■ **Region pointing data**
--- START ---
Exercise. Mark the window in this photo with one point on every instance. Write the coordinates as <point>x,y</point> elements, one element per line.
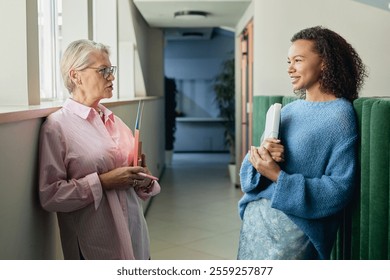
<point>50,36</point>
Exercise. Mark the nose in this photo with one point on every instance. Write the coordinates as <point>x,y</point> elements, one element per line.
<point>111,77</point>
<point>290,68</point>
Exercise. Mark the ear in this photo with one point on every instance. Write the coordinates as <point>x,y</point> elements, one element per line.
<point>322,65</point>
<point>74,75</point>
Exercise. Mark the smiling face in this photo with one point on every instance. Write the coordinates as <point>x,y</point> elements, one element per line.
<point>304,66</point>
<point>91,85</point>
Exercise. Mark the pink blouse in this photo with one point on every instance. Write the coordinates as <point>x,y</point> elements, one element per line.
<point>76,146</point>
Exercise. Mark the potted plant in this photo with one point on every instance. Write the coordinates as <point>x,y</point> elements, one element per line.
<point>224,88</point>
<point>170,118</point>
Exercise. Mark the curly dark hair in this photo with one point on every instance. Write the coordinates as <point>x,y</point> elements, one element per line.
<point>344,72</point>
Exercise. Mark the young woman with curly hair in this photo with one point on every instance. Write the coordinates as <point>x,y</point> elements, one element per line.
<point>296,187</point>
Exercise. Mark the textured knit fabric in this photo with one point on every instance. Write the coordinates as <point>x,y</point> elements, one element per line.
<point>76,146</point>
<point>317,177</point>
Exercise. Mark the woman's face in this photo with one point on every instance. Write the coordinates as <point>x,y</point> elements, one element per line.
<point>304,66</point>
<point>94,86</point>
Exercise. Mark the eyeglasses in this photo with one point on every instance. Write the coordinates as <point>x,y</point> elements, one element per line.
<point>106,71</point>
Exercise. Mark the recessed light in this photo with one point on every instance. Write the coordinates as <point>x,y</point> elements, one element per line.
<point>190,14</point>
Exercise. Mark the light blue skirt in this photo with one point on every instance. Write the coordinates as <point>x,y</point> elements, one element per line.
<point>268,234</point>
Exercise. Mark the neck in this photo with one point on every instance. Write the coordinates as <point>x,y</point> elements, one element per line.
<point>82,99</point>
<point>319,96</point>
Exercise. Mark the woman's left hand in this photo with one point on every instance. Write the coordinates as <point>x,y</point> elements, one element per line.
<point>263,162</point>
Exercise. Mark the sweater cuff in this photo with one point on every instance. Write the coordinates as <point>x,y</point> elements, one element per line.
<point>249,177</point>
<point>96,188</point>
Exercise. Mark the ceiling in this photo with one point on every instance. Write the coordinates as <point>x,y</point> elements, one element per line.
<point>220,13</point>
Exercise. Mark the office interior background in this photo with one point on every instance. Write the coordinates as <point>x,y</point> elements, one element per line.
<point>146,50</point>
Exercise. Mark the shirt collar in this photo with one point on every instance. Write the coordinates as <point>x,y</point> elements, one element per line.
<point>84,111</point>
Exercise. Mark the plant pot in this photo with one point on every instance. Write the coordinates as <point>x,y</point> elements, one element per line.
<point>232,173</point>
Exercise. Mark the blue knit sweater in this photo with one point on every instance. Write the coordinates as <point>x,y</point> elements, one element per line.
<point>317,177</point>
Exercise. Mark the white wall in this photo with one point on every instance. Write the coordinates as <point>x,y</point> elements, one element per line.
<point>365,27</point>
<point>19,80</point>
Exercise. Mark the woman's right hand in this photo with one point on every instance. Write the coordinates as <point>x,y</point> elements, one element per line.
<point>122,178</point>
<point>275,148</point>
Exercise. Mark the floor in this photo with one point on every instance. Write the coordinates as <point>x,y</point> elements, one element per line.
<point>195,216</point>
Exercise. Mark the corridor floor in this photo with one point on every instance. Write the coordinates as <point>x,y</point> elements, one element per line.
<point>195,216</point>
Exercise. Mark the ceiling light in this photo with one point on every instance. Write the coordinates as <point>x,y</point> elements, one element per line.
<point>191,14</point>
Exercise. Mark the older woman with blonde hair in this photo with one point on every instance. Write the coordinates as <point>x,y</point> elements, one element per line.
<point>86,172</point>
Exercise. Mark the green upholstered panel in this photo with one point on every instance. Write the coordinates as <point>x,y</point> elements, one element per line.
<point>288,99</point>
<point>353,212</point>
<point>379,181</point>
<point>365,178</point>
<point>261,104</point>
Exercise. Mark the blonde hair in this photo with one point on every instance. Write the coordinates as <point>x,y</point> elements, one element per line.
<point>76,56</point>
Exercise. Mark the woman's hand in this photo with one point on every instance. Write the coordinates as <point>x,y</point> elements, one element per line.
<point>275,148</point>
<point>124,178</point>
<point>263,162</point>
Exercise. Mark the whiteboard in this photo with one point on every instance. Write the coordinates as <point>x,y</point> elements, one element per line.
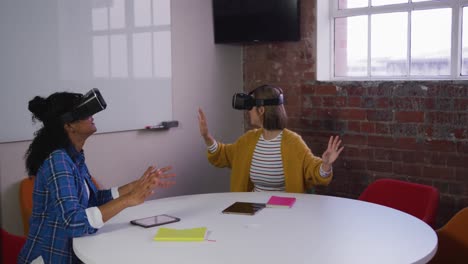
--- END ---
■ **Task to complete**
I'd like the records above given again exactly, please, without the pictures.

■ **The answer**
Exercise. Mark the window in this photo with one point on every instance. Write the coordinates as <point>x,y</point> elements, one element per line.
<point>50,36</point>
Exercise. Mark the nose in this photo with one point on every instance. Write the coordinates as <point>x,y</point> elements, one element per line.
<point>111,77</point>
<point>290,68</point>
Exercise. Mark the ear in this photo with one point on every instance. Write the coordinates as <point>x,y</point> elements, one element per line.
<point>322,65</point>
<point>74,75</point>
Exercise. Mark the smiling face in this photo with one point on every instance. Write the coordinates as <point>x,y</point> elements, one element per line.
<point>304,66</point>
<point>91,85</point>
Exercise. Mark the pink blouse in this photo with one point on every instance. Write the coordinates as <point>x,y</point> elements, one element per line.
<point>76,146</point>
Exercise. Mark the potted plant in this photo with one point on every instance. Write the coordinates as <point>x,y</point> elements, one element per line.
<point>224,88</point>
<point>170,118</point>
Exercise. Mark the curly dark hair in this photo with one point on every instance. Write the coordinates as <point>x,y</point> elements, one element per line.
<point>344,72</point>
Exercise. Mark the young woman with curly hair in this photo with one point on every instance. Write the coordinates as <point>x,y</point> elements, one element per line.
<point>296,187</point>
Exercise. Mark the textured knit fabric in this photo with one point on every instance. Write the coordinates as <point>x,y</point> elements, one element per line.
<point>76,146</point>
<point>317,177</point>
Exercise. Mark the woman's face in this photo with one point on every instance. Write the coordinates as <point>x,y</point> elements, one element per line.
<point>304,66</point>
<point>94,86</point>
Exercise. Mark the eyeglasses in this photo with one point on every instance. Write the coordinates as <point>x,y</point> elements, one element per line.
<point>106,71</point>
Exercise. Mark the recessed light in this photo with one point on every instance. Write the coordinates as <point>x,y</point> elements, one element per line.
<point>190,14</point>
Exercise. Mark the light blue skirt in this photo with one point on every instance. Write the coordinates as <point>x,y</point> elements, one element per line.
<point>268,234</point>
Exercise. Mark the neck in this photo with one point on every instance. Write the coordinates as <point>x,y</point> elements, one element per line.
<point>82,99</point>
<point>319,96</point>
Exercise. Mark the woman's left hand in this photo with one point on every instance. Write the coordinates as <point>x,y</point> elements, one element per line.
<point>263,162</point>
Exercise. Mark the sweater cuff in this photo with one point on every instance. Write the coordinates as <point>x,y</point> elements, one element per line.
<point>249,177</point>
<point>96,188</point>
Exercise. Mark the ceiling in this photo with one point on every instance. Write the coordinates as <point>x,y</point> elements, one element per line.
<point>220,13</point>
Exercise. Mark the office interior background in this photo with one point on every instance. Write the coordinates as <point>x,y</point> elements, one element per line.
<point>146,50</point>
Exercise. Mark the shirt collar in this photo with one point on every instance. Write the coordinates as <point>x,y</point> elements, one element per line.
<point>84,111</point>
Exercise. Mark the plant pot in this photo with one point on every instance. Write the coordinates as <point>x,y</point> elements, one element per line.
<point>232,173</point>
Exercise. Mark the blue knit sweater in this photo with one point on every instance. Write the coordinates as <point>x,y</point> elements, one element per line.
<point>317,177</point>
Exercise. Mark the white wall in this photo with one point on every instance. Write the coordinates as <point>x,y</point> elements, one element per line.
<point>365,27</point>
<point>19,80</point>
Exercise. Mark the woman's right hand in this photo with one point on every instance. Write the coordinates as <point>x,y</point> elements, one element per line.
<point>122,178</point>
<point>275,148</point>
Exercise. Mark the floor in this photo with one point on every instance. Write the coordinates as <point>x,y</point> elements, one element per line.
<point>195,216</point>
Exercise. Mark the corridor floor in this photo with one point on every instance. Write the coordinates as <point>x,y</point> elements, one element per line.
<point>195,216</point>
Exercise. Mark the ceiling light in this photo with one point on every instance. Write the coordinates as <point>x,y</point> elements, one element per line.
<point>191,14</point>
Exercise. Mark the older woman with blonde hair in this photo with one point on every instance. Write the coordinates as <point>x,y</point> elements, one element per line.
<point>86,172</point>
Exercise. Mark the green upholstered panel in this photo with one point on every instance. Write the coordinates as <point>x,y</point> elements, one element per line.
<point>288,99</point>
<point>353,212</point>
<point>379,181</point>
<point>365,178</point>
<point>261,104</point>
Exercise. Mark the blonde hair in this photo with one point on every instance. Write the coordinates as <point>x,y</point> elements, one element per line.
<point>76,56</point>
Exercise. Mark the woman's hand in this photo with one point on every instance. Write the coordinates as <point>x,y</point> elements, one element per line.
<point>275,148</point>
<point>124,178</point>
<point>263,162</point>
Exercise. Mark the whiteboard in this photo with one point on every instance. Write the coordinates as <point>x,y</point> elements, one element per line.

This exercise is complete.